It's not such a big deal if a cover is generic - beautiful woman, hot guy, Standard Romance Cover Pose - or if instead of people it depicts a logo or abstract design. What really annoys me is when the cover models are nothing like the characters as described in the book - the heroine is a short brunette pixie-like thing, but the woman on the cover is your typical leggy blond, or the hero has a facial scar and the cover model doesn't. The worst is whitewashing - when the hero or heroine isn't white, but the cover model is.
Some publishers will tell you that they know what kind of cover art sells and what kind doesn't, and that if the cover doesn't entice the browsing reader, it doesn't matter how great the blurb, or the book itself, is.
I'm not sure I believe this. For one thing, a lot of publishers will use the same covers -- not just the same cover models, but identical poses -- for different books. (This happened with a Black Dagger Brotherhood book - I don't reall which one. Everybody thought damn, if they'd do it to a best seller like JR Ward, they'd do it to anyone.) It seems lazy, like they can't be bothered to pay enough attention to the story to get the cover right. And in the case of whitewashing, it's insulting to readers, implying either that only white women buy romance -- which is clearly ridiculous -- or that white women won't read romances featuring non-white characters -- which is also demonstrably false.
It seems like e-book cover art tends to be more content-representative and less prone to duplication across different titles. I'm not sure why that is -- anyone care to speculate? - but I like it.
What are some of your favorite good romance covers, and your favorite bad ones? As far as the good, my all time favorite Old Skool cover is Laurie McBain's Wild Bells to the Wild Sky:
I couldn't tell you my favorite bad one - there are too many to choose from!

## SUPPLIED INFORMATION
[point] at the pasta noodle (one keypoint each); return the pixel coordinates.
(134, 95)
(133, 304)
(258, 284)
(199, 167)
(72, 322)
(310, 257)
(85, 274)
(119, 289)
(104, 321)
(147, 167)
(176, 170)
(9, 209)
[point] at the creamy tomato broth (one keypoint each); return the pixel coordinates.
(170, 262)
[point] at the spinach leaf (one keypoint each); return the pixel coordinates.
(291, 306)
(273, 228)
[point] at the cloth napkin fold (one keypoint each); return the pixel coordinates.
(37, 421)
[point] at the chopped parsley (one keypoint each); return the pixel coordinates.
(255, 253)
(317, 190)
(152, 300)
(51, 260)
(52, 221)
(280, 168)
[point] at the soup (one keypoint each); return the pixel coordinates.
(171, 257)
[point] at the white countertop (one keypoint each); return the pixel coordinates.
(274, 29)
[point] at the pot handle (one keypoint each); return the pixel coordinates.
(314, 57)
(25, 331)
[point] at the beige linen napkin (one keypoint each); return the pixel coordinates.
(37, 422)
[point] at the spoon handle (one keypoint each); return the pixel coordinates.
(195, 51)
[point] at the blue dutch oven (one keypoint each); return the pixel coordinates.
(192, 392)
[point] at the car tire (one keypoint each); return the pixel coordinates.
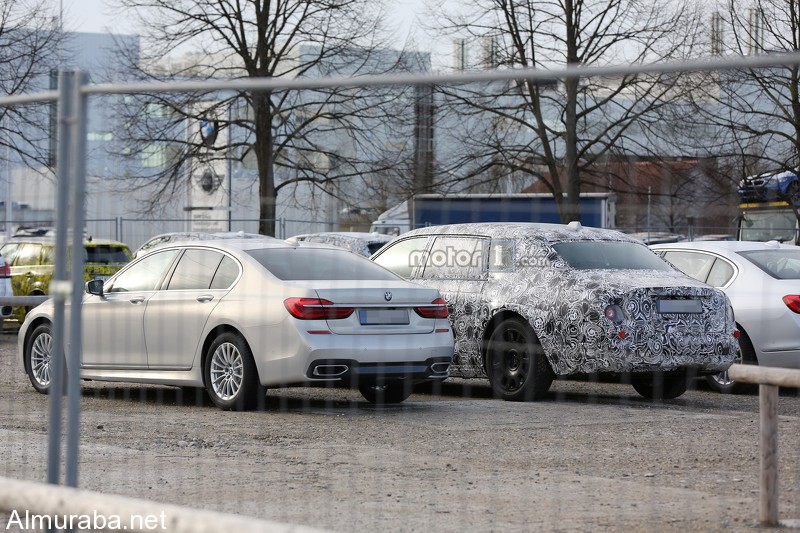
(396, 391)
(515, 362)
(38, 356)
(793, 193)
(720, 382)
(661, 385)
(231, 376)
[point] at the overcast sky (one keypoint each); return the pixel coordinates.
(95, 16)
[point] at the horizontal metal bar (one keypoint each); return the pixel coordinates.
(22, 499)
(781, 377)
(22, 300)
(535, 74)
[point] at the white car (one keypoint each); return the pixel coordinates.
(762, 281)
(239, 316)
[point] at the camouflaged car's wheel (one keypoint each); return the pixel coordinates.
(661, 385)
(721, 382)
(38, 358)
(396, 391)
(515, 362)
(231, 375)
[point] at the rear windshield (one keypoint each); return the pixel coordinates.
(106, 253)
(780, 264)
(318, 264)
(375, 246)
(609, 255)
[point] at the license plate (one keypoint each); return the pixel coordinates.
(692, 306)
(382, 317)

## PROBLEM TO SOLVE
From the post on romance covers, write out the passage starting at "What are some" and ending at "to choose from!", substituting "preferred" for "favorite" wherever it occurs.

## ANSWER
What are some of your preferred good romance covers, and your preferred bad ones? As far as the good, my all time preferred Old Skool cover is Laurie McBain's Wild Bells to the Wild Sky:
I couldn't tell you my preferred bad one - there are too many to choose from!